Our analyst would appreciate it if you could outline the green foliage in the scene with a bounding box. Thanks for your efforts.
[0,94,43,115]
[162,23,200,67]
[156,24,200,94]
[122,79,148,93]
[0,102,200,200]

· · · · ·

### Stated exercise
Please copy out each of the lines above word for word.

### Output below
Our analyst would appreciate it if you could outline the green foliage in the scene with a bounding box. Thanks for your efforts.
[0,94,43,115]
[162,23,200,67]
[156,24,200,94]
[122,79,148,93]
[0,102,200,200]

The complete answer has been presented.